» Aufgaben zur Übung:
1) Mit welchem Ereignis begann nach Ansicht der Historiker laut dem vorliegenden Text der eigentliche Schwenk ins Fatal-Freie?
2) Entscheiden Sie, ob die folgenden Aussagen mit dem vorliegenden Text übereinstimmen, und belegen Sie jede Antwort mit den maßgeblichen Worten des Textes. (a) Mit „früher“ war früher etwa die Zeit nach 1989 gemeint. (b) Der Text zitiert Talleyrand mit einem Satz über das Ancien Régime. (c) Marx und Engels hatten die beschriebene Entwicklung 1848 bereits angekündigt.

--- Vorliegender Text ---

Bild: Lametta, früher, und so.
Früher war alles besser. Und zwar schon deswegen, weil der Satz „Früher war
alles besser“ früher eindeutig als Lüge oder Miesheit zu erkennen war: Denn
früher bedeutet ja „früher“ etwa die Zeit vor 1945 oder vor 1968. Wer also
früher sagte, dass „früher“ alles besser gewesen sei, outete sich damit
mindestens als Spießer, wenn nicht als Mitläufer oder Mörder. Was er oder
sie eigentlich meinte, war: Führer war alles besser.
Heute können wir Älteren mit einigem Recht den – immer wenigeren – jungen
Hupfern um uns herum mit Talleyrand entgegentreten: „Wer das Ancien Régime
nicht kannte, wird niemals wissen können, wie süß das Leben war.“ Ob man
dabei an die Zeit vor dem 11. September 2001 oder an die Epoche vor dem 9.
November 1989 oder gar an jene glückseligen Zeiten denkt, als Willy Brandt
Bundeskanzler war – das mag jeder mit sich selbst ausmachen.
Historiker sind sich heute mehr oder weniger einig, dass der eigentliche
Schwenk ins Fatal-Freie mit dem Zusammenbruch des festen Wechselkurssystems
von Bretton Woods begann. Nach 1973 kamen Thatcher und Reagan, Chomeini und
Kohl, Hochgeschwindigkeitshandel und neoliberale Globalisierung. Letztlich
also das, was Marx und Engels 1848 im „Manifest der Kommunistischen Partei“
bereits angekündigt hatten: Der Kapitalismus kennt keinen Schmerz, er hat
„kein anderes Band zwischen Mensch und Mensch übriggelassen als das nackte
Interesse“.

--- Gesammelte Daten ---

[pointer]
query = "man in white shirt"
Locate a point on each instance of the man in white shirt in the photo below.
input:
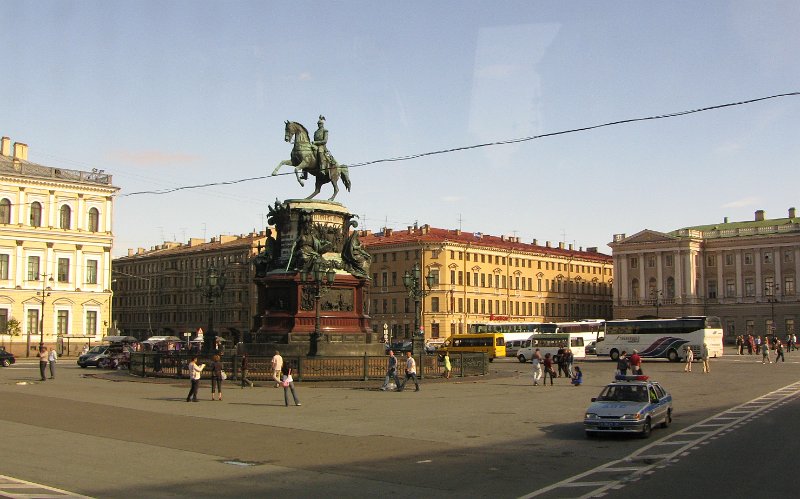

---

» Lösungen der Aufgaben:
1) Mit dem Zusammenbruch des festen Wechselkurssystems von Bretton Woods.

2)
(a) Nein: »früher bedeutet ja „früher“ etwa die Zeit vor 1945 oder vor 1968«.
(b) Ja: »„Wer das Ancien Régime nicht kannte, wird niemals wissen können, wie süß das Leben war.“«
(c) Ja: »was Marx und Engels 1848 im „Manifest der Kommunistischen Partei“ bereits angekündigt hatten«.